§ **PAGE EXCERPT**:

◆ ◆ ◆ ◆

# suspension issue



## thrdvalve (Apr 27, 2010)

my passat has squeaking in the front. i know the suspension is due to be changed, i have a coilover kit to go on it but what else should i do? someone was just telling me that the bushings go bad in the front of passats easily?


----------



## O_o (Nov 12, 2009)

*Re: suspension issue (thrdvalve)*

"Someone" is right. And, if one is squeaking, the others won't be far behind, so do yourself a favor and replace the whole shebang. Blauparts have a kit with all the control arms, bushings, ball joints, and tie-rod ends for $450-ish.


----------



## thrdvalve (Apr 27, 2010)

friggin sweet thank you


----------



## spitpilot (Feb 14, 2000)

*Re: (thrdvalve)*

If you're gonna lower the car...make sure you set up the control arms at the "rest ride height"...take measurements with stock suspension..ride ht is distance between hub center and peak of wheel arch...then subtract the "drop" you're gonna run...this is the dimension to have the suspension at when you tighten the control arm bushing bolts!...For the tops..you have to pull shock/spring out to get at the "top hat" mount...put new arms on loosely..install top hat bsack in car...hook up ball joints to steering knuckle..then jack up suspension (ez to do with no shock/spring in there) to the "new ride height" dimesion you calculated..tighten top control arm bushing bolts...very little room up there so just tightend 'em up so they don't shift..then pull top hats out and torque the bolts to spec...I also do bottom control arm bolts while I've got things set up at proper ride height..but you can do those with car weight on the suspension later if you have a lift...Getting bushings set at correct ride height is very important...to long life! http://****************.com/smile/emthup.gif


----------



## thrdvalve (Apr 27, 2010)

thanks for all of this. I really appreciate it. Had a few dubs but this is my first attempt at a passat.


----------



## O_o (Nov 12, 2009)

*Re: (spitpilot)*


_Quote, originally posted by *spitpilot* »_Getting bushings set at correct ride height is very important...to long life! http://****************.com/smile/emthup.gif 

^^ What he said.
You'll also want a few cans of your favorite penetrating solvent and a swear jar.


----------

◆ ◆ ◆ ◆

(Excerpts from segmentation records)
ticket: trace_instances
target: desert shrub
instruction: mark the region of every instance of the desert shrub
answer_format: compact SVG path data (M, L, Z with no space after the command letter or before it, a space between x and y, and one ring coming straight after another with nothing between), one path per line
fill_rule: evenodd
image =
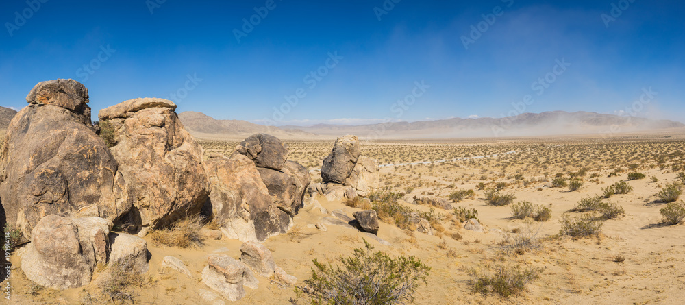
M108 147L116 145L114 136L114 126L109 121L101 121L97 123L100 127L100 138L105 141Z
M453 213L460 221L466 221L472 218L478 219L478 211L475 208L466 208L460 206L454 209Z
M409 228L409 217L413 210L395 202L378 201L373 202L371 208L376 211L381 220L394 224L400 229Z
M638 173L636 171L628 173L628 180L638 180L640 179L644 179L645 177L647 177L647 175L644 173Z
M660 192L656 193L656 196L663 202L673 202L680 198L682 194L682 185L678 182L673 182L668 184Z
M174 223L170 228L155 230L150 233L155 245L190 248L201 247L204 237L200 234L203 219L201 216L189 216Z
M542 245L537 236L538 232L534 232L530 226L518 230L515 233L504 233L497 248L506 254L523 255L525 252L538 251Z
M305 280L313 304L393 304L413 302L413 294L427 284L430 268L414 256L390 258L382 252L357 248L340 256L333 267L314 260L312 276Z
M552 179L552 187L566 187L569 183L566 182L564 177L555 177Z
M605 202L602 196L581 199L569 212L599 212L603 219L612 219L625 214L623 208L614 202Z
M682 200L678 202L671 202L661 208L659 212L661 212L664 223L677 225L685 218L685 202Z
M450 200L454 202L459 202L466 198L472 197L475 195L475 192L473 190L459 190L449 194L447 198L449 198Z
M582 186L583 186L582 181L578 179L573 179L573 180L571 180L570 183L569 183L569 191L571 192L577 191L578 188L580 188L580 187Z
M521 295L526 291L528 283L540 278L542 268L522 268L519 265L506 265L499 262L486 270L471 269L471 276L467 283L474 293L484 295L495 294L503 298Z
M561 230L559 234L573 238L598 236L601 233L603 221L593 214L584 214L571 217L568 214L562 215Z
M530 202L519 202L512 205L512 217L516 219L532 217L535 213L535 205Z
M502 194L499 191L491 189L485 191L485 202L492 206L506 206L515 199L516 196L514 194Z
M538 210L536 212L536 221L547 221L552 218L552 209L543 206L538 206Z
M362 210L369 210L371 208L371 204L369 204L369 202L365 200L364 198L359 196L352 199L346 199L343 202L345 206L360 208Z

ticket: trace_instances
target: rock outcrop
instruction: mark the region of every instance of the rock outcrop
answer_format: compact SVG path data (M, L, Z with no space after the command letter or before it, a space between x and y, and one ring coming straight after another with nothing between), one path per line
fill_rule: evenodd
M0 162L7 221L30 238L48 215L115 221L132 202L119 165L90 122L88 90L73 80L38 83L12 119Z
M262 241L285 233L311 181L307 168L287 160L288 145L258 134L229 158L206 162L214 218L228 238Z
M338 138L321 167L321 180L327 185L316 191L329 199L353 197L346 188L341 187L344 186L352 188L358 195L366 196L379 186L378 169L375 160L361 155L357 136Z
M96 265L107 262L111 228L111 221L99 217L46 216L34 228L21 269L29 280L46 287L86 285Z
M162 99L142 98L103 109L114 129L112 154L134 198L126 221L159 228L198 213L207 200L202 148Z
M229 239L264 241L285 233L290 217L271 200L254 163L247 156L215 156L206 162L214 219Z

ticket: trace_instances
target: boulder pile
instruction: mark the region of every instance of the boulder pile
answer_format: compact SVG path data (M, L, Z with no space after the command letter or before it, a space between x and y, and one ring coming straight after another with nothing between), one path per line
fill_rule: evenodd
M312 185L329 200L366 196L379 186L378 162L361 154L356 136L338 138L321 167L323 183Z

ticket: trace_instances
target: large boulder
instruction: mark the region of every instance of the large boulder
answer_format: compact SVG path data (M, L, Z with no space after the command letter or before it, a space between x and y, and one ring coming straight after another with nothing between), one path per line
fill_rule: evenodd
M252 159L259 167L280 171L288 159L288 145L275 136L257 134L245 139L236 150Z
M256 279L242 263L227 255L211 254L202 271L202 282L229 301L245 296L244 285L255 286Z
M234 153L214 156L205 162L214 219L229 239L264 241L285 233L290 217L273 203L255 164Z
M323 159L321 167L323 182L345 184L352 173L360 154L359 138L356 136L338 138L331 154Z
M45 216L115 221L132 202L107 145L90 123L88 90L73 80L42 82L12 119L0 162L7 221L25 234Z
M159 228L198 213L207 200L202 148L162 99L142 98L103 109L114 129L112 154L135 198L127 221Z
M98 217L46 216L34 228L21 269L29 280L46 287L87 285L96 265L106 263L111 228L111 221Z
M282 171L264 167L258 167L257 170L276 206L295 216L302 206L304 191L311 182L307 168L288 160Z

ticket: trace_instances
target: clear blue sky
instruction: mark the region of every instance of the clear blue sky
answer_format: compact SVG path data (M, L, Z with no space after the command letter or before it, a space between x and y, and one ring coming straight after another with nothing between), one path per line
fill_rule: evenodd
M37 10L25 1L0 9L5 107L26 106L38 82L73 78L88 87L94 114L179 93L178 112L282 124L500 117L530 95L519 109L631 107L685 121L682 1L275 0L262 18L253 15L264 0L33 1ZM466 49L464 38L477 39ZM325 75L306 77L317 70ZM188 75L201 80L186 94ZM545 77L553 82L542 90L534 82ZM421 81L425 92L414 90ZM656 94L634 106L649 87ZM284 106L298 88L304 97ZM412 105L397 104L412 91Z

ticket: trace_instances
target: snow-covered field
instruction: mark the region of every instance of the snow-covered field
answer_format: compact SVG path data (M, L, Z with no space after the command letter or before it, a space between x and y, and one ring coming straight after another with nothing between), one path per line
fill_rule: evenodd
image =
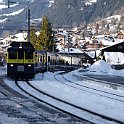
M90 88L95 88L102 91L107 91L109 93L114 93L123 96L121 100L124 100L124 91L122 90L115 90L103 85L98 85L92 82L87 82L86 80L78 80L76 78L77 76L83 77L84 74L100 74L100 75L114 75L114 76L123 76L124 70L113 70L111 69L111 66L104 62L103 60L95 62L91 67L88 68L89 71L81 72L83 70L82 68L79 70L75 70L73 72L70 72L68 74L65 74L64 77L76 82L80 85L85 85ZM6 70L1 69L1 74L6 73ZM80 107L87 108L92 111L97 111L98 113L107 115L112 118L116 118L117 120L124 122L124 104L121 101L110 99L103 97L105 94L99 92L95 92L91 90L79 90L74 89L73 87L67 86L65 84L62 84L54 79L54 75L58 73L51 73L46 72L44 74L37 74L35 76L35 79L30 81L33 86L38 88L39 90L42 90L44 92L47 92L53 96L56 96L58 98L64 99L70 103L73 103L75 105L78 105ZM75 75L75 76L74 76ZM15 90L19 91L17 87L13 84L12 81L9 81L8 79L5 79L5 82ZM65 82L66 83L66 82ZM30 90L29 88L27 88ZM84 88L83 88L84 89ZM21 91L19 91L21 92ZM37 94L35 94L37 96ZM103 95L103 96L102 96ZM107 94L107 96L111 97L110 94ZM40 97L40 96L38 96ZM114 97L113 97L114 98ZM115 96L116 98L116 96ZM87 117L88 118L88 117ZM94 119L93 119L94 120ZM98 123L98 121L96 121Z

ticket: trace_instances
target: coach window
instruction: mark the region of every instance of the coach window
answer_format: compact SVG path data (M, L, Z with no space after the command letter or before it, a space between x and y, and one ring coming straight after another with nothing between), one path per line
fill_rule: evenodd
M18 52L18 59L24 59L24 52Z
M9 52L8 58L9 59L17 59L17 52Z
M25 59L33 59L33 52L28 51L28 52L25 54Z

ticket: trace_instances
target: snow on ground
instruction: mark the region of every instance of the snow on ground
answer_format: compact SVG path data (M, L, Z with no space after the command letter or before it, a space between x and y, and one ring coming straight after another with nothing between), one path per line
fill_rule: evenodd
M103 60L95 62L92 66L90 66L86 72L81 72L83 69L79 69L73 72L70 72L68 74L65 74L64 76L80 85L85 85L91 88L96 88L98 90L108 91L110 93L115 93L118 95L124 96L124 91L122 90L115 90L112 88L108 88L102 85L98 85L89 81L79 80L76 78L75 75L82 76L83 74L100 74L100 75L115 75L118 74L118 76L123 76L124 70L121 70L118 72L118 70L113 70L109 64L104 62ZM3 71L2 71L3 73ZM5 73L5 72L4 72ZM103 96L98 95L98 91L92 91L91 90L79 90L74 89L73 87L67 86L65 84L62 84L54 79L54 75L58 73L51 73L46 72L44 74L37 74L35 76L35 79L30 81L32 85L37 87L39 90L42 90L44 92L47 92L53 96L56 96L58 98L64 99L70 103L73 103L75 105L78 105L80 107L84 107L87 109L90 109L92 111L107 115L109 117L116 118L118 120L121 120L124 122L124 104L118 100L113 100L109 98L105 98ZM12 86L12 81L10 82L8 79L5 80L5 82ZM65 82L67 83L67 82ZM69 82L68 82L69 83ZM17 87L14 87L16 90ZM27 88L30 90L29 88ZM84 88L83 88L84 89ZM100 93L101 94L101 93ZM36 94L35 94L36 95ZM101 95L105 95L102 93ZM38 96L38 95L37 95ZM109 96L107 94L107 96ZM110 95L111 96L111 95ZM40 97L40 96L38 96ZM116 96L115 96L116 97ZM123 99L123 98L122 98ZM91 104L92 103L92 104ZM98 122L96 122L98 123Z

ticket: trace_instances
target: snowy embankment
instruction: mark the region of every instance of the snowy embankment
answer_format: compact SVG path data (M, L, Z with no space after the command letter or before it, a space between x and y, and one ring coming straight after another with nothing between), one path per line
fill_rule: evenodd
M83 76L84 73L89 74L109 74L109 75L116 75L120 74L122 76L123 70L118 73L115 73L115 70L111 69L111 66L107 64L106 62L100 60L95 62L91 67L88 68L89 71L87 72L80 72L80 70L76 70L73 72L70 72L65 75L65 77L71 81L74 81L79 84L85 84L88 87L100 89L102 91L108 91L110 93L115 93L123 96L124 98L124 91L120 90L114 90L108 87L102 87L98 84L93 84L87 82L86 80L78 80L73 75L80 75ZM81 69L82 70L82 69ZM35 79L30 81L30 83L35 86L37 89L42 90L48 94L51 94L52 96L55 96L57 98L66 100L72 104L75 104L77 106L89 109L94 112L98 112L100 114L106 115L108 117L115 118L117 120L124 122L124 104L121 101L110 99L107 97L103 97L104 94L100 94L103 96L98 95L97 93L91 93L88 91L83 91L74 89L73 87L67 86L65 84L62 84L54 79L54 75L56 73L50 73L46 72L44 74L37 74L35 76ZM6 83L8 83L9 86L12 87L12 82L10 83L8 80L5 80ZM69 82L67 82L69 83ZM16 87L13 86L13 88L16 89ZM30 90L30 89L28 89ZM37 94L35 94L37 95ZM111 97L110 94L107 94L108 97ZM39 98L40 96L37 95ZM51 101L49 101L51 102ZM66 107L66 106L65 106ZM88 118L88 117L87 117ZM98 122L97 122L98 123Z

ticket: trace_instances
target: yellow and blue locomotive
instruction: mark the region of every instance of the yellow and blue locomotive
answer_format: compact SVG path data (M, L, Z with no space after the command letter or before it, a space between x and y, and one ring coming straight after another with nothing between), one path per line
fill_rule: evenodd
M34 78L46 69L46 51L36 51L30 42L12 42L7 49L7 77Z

◆ ◆ ◆ ◆

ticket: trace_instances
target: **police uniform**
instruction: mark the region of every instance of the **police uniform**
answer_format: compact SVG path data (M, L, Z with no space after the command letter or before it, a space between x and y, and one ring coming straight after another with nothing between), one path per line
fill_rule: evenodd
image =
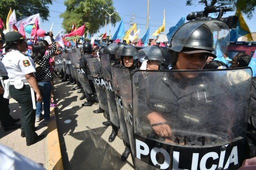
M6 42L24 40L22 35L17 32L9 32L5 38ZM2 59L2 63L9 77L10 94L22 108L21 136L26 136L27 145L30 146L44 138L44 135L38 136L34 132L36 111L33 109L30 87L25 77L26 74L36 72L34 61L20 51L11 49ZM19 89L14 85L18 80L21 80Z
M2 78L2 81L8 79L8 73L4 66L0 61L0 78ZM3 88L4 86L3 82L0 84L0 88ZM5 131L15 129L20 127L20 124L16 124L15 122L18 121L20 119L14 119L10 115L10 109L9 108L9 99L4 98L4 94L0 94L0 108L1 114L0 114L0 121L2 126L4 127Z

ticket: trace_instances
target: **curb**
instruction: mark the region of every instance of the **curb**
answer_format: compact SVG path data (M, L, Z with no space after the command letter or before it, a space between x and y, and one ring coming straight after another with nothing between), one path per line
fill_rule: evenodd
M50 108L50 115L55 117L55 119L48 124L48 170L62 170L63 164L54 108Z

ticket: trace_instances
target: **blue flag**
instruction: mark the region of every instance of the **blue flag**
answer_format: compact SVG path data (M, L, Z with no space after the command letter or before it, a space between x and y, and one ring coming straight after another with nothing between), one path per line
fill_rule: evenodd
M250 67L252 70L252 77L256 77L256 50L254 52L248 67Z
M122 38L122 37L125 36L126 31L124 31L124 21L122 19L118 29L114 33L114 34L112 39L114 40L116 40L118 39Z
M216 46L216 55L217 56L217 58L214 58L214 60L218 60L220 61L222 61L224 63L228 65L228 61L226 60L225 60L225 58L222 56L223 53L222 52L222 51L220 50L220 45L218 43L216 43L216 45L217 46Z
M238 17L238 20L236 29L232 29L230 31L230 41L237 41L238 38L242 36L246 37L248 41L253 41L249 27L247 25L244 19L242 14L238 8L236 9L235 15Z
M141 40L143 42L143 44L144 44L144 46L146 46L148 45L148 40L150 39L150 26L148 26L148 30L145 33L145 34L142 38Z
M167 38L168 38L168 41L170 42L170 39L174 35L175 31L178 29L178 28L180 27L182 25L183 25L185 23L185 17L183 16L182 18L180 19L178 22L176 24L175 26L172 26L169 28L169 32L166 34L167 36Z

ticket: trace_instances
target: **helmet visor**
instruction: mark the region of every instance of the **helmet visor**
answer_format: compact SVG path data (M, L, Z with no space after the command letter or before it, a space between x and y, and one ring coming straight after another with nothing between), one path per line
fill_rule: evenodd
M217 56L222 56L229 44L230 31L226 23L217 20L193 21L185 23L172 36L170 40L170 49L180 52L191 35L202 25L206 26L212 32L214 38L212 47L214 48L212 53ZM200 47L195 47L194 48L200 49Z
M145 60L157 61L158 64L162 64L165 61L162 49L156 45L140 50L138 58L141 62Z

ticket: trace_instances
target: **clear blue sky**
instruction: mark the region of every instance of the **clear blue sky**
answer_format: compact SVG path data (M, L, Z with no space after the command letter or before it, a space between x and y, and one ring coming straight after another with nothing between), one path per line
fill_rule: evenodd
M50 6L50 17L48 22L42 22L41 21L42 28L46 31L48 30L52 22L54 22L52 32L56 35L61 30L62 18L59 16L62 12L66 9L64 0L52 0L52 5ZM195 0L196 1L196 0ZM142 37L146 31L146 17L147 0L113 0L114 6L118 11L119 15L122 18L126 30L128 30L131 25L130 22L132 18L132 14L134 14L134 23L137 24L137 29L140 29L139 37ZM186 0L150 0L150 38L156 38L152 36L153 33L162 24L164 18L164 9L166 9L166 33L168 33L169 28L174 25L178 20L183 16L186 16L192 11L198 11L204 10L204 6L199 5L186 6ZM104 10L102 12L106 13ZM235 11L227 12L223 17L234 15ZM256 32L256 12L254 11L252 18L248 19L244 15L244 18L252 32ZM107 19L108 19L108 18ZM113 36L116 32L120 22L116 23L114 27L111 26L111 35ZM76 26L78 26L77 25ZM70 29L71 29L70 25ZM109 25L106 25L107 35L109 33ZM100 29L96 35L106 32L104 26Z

◆ ◆ ◆ ◆

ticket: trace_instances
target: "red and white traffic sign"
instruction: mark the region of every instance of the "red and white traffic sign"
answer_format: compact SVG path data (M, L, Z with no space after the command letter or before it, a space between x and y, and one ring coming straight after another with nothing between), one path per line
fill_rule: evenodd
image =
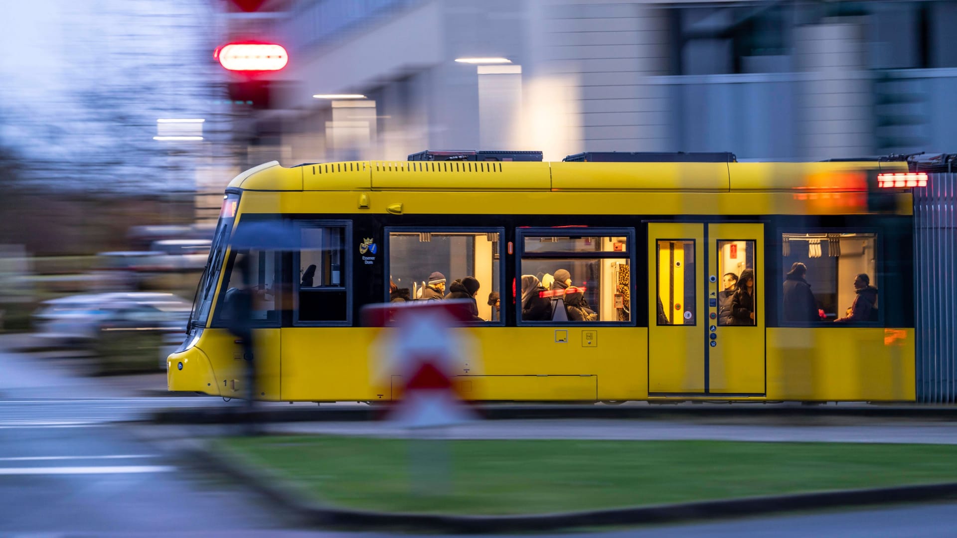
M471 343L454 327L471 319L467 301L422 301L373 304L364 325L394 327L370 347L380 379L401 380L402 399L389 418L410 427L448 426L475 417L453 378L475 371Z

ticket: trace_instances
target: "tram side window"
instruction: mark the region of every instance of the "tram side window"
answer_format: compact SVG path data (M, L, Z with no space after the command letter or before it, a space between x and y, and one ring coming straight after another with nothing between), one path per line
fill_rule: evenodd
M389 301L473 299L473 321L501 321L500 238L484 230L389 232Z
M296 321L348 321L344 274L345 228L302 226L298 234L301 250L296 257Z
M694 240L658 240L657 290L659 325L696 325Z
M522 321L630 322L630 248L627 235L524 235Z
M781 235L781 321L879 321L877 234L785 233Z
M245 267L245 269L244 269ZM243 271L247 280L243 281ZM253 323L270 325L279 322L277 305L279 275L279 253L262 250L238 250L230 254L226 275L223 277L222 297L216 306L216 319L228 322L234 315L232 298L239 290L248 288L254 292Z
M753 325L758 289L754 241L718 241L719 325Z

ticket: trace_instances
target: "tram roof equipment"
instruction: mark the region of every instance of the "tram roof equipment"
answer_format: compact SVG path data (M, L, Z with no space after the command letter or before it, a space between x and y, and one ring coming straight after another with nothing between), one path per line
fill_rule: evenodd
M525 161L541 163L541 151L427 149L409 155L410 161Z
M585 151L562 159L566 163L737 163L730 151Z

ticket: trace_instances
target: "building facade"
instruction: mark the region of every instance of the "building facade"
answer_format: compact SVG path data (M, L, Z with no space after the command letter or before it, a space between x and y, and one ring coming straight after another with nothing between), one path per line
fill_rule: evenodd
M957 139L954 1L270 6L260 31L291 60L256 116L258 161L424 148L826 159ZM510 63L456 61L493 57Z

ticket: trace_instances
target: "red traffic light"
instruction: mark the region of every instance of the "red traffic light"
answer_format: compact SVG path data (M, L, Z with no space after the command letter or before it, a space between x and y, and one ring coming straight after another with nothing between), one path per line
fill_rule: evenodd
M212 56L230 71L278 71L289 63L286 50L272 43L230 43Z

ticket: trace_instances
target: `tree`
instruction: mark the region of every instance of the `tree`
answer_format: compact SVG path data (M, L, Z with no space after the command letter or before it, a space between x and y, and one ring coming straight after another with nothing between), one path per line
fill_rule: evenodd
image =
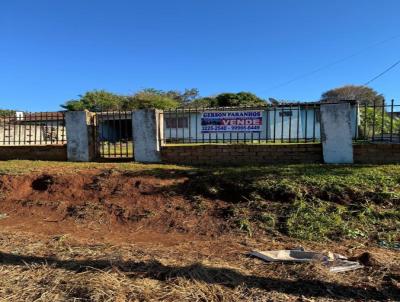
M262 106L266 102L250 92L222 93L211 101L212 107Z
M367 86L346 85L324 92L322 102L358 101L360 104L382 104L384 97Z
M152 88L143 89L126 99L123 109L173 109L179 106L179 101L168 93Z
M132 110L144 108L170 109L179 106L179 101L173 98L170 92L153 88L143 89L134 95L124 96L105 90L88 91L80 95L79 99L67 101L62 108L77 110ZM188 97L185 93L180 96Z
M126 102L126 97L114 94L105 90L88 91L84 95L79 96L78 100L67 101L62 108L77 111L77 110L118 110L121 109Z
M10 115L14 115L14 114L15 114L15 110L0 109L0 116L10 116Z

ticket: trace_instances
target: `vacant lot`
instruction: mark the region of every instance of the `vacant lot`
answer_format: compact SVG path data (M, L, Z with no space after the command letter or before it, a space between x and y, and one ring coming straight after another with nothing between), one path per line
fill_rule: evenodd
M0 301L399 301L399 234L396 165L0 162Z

◆ ◆ ◆ ◆

§ **WHAT YOU SHOULD DO**: For each statement, say yes or no to whether it agrees with the suspension thread, and quote the words from the thread that decide it. (a) The Blauparts kit costs around $450. (b) Ride height is the distance from the hub center to the peak of the wheel arch. (c) The Passat is the first car the original poster has worked on. These records have no connection to the forum thread about Passat suspension.

§ **RESPONSE TO THE EXERCISE**:
(a) Yes: "Blauparts have a kit with all the control arms, bushings, ball joints, and tie-rod ends for $450-ish."
(b) Yes: "ride ht is distance between hub center and peak of wheel arch"
(c) No: "Had a few dubs but this is my first attempt at a passat."